Records contained in a dataset
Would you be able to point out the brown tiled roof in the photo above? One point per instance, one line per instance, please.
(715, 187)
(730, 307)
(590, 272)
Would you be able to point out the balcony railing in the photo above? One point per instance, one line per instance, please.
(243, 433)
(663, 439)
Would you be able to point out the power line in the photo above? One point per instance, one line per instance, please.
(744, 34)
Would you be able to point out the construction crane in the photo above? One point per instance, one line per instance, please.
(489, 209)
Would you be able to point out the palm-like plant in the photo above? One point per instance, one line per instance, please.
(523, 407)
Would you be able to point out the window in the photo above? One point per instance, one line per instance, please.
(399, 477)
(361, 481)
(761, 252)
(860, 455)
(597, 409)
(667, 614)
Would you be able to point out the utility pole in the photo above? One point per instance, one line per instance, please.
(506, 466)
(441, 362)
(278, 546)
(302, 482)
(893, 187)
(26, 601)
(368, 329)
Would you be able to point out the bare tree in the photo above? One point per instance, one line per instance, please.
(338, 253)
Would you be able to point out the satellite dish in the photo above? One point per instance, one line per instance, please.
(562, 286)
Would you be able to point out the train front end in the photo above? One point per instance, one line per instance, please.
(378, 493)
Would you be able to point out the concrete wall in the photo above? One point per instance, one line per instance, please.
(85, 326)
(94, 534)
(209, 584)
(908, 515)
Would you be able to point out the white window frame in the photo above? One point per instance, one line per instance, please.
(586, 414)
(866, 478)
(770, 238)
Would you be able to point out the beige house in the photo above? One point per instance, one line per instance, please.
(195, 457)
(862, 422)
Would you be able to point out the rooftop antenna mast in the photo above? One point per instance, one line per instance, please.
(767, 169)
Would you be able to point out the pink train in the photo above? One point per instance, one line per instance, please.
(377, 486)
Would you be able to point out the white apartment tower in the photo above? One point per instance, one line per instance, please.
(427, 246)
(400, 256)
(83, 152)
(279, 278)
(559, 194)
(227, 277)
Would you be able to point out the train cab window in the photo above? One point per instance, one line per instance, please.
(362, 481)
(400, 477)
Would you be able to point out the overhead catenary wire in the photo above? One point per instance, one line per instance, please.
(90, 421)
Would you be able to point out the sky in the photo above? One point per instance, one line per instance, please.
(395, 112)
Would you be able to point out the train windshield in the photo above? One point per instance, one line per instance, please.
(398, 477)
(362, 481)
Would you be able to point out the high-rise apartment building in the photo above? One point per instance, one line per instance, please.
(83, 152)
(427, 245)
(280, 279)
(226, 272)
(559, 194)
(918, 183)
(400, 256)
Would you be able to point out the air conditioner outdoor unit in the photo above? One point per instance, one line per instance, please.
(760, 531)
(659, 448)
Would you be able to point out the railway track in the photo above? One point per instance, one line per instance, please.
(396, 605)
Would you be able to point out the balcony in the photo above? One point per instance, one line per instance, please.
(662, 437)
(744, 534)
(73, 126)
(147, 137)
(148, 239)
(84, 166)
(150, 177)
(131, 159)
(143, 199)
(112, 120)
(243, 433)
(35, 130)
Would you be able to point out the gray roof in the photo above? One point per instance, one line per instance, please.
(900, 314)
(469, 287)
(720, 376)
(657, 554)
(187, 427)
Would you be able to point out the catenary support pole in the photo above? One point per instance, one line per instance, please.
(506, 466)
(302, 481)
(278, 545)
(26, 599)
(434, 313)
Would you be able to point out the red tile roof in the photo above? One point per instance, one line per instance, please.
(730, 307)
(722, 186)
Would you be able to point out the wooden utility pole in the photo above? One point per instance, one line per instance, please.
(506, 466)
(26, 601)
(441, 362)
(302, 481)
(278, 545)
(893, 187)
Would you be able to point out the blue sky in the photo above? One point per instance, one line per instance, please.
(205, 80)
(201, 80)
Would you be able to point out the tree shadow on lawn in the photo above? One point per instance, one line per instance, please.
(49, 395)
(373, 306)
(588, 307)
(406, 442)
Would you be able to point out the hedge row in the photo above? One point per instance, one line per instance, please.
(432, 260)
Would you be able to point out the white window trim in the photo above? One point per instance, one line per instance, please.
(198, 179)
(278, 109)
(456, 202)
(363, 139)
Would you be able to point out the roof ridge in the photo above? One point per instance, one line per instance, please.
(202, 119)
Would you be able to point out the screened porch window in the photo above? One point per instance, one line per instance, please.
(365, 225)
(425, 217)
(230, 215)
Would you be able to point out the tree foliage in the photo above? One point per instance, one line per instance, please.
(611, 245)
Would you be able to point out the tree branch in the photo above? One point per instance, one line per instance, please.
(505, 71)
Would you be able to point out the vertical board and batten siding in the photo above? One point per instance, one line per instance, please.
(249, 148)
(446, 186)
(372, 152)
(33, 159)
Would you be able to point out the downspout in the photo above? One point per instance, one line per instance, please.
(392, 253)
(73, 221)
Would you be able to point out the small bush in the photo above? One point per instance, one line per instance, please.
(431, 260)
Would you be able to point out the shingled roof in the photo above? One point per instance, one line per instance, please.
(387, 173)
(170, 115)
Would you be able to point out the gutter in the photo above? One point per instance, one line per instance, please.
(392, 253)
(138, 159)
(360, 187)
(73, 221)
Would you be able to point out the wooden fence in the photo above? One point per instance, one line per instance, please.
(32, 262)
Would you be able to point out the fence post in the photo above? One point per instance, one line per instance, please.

■ DIRECTIONS:
Show the data once more, exactly as it was written.

■ THE OUTPUT:
Would you be able to point out the brown tiled roof in the photo above? One point per instance, one line per instance, please.
(715, 187)
(730, 307)
(590, 272)
Would you be able to point out the balcony railing in the photo above? One point per instance, one line per instance, please.
(243, 433)
(663, 439)
Would you be able to point out the power line in the photo above? One point per instance, one line per instance, please.
(744, 34)
Would you be able to point out the construction crane in the photo above? One point per instance, one line per instance, please.
(489, 209)
Would you be able to point out the palm-like plant in the photo above? One point per instance, one line per instance, please.
(523, 407)
Would you be able to point out the window in the photo above? One point per instance, one line per instance, please.
(399, 477)
(361, 481)
(761, 252)
(860, 455)
(597, 409)
(667, 614)
Would you be able to point out the utility pole in the photo above? One point per instance, one line per instance, please.
(506, 466)
(441, 362)
(278, 546)
(302, 482)
(893, 187)
(26, 601)
(368, 329)
Would you be able to point out the bare tree in the photo above? One point per instance, one line per instance, please.
(338, 253)
Would you be able to point out the satellite dish in the photo above? One point per instance, one line per instance, please.
(562, 286)
Would you be able to point out the train front end in the photo above? One point per instance, one line per instance, please.
(378, 493)
Would you be able to point out the concrete wall in the photo above? One point per instance, one line per instance, please.
(85, 326)
(94, 534)
(209, 584)
(908, 515)
Would you be able to point out the white window frame in the photo above? One point per instance, one line per instance, please.
(586, 414)
(866, 478)
(770, 238)
Would you be able to point out the beige house in the photo above? One point per instance, one line per instance, please.
(195, 457)
(862, 422)
Would you be able to point out the rooftop antenna mast in the photo above? One point per instance, one line per instance, please.
(767, 169)
Would you be able to point out the pink train in the photo above? One point per instance, one line per instance, please.
(377, 486)
Would you be able to point out the white apartment tower in the photo above? One point per instance, one line per instance, please.
(427, 246)
(400, 256)
(83, 152)
(279, 278)
(559, 194)
(227, 277)
Would you be able to point out the train cab window in the photo above? One point per instance, one line per instance, please.
(362, 481)
(400, 477)
Would you be able to point out the overhead catenary wire in the photo above? One point per instance, one line per instance, please.
(90, 421)
Would you be able to point out the sky in the photo above? One point per instance, one line per instance, please.
(395, 112)
Would you be able to point out the train windshield in the photo above? One point per instance, one line per instance, please.
(398, 477)
(362, 481)
Would you be able to point out the high-rise apartment building in the photo above? One point per instance, one line per instance, please.
(83, 152)
(427, 245)
(280, 279)
(226, 272)
(559, 194)
(918, 183)
(400, 256)
Would you be able to point out the air conditioner outdoor unit in the photo above? One point per instance, one line per instance, please.
(760, 531)
(659, 448)
Would you be able to point out the railway track in the photo above? One point per instance, one line per instance, please.
(396, 605)
Would you be able to point out the balcony in the photo above? One point per instance, one line per instance, please.
(662, 437)
(744, 534)
(73, 126)
(147, 137)
(148, 239)
(84, 166)
(150, 177)
(131, 159)
(143, 199)
(112, 120)
(243, 433)
(35, 130)
Would you be able to point out the gray roof in the photo above? One point per instance, one line per instance, please.
(900, 314)
(469, 287)
(720, 376)
(657, 554)
(187, 427)
Would you be able to point out the catenary support pole in the photo above? One point per instance, one line per instance, please.
(506, 466)
(302, 481)
(278, 545)
(26, 599)
(434, 313)
Would you be able to point out the red tile roof in the photo above? One point per instance, one line per instance, please.
(730, 307)
(722, 186)
Would you be able to point out the wooden utility pole in the photo above? One point per instance, one line per instance, please.
(506, 466)
(26, 601)
(441, 362)
(302, 481)
(278, 545)
(893, 187)
Would you be able to point out the blue sky in the photo above? One point per instance, one line per instance, please.
(205, 80)
(201, 80)
Would you be able to point out the tree shadow on lawn in the photo above? One point per instance, one line per instance, please.
(49, 395)
(373, 306)
(588, 307)
(406, 442)
Would you be able to point out the hedge row in the photo above? One point per instance, one line per instance, please.
(432, 260)
Would you be able to point out the white window trim in the photo above? One point per instance, one line per instance, please.
(198, 179)
(278, 109)
(456, 202)
(363, 139)
Would you be able to point out the roof ridge in the photo above? One point per instance, one line per instance, please.
(202, 119)
Would you be able to point out the screened porch window in the photo above? One point per instance, one line per instance, please.
(365, 225)
(425, 217)
(230, 215)
Would you be able to point out the tree foliage in the photo above? One point per instance, one line per instance, please.
(611, 245)
Would you be able to point out the tree branch in the photo above? One point per instance, one line per instance, please.
(505, 71)
Would you be able to point out the vertical board and batten siding in the photo above? One point per instance, one line per instance, please.
(249, 148)
(446, 186)
(372, 152)
(33, 159)
Would you be able to point out the downspout in the photo above? One point per instance, one line per instance, please.
(392, 253)
(73, 221)
Would you be able to point out the small bush in the photo above? One point per instance, one line per instance, please.
(431, 260)
Would you be able to point out the shingled roof in the photo above? One point per instance, one line per instance, please.
(387, 173)
(170, 115)
Would you be able to point out the gutter in the photo above? One point per instance, one line per instance, please.
(392, 253)
(138, 159)
(360, 187)
(73, 221)
Would you be able to point out the wooden fence in the photo above? One point per instance, one line per instance, please.
(32, 262)
Would you be able to point out the fence post in the photo above? One point per instance, one line per instance, please.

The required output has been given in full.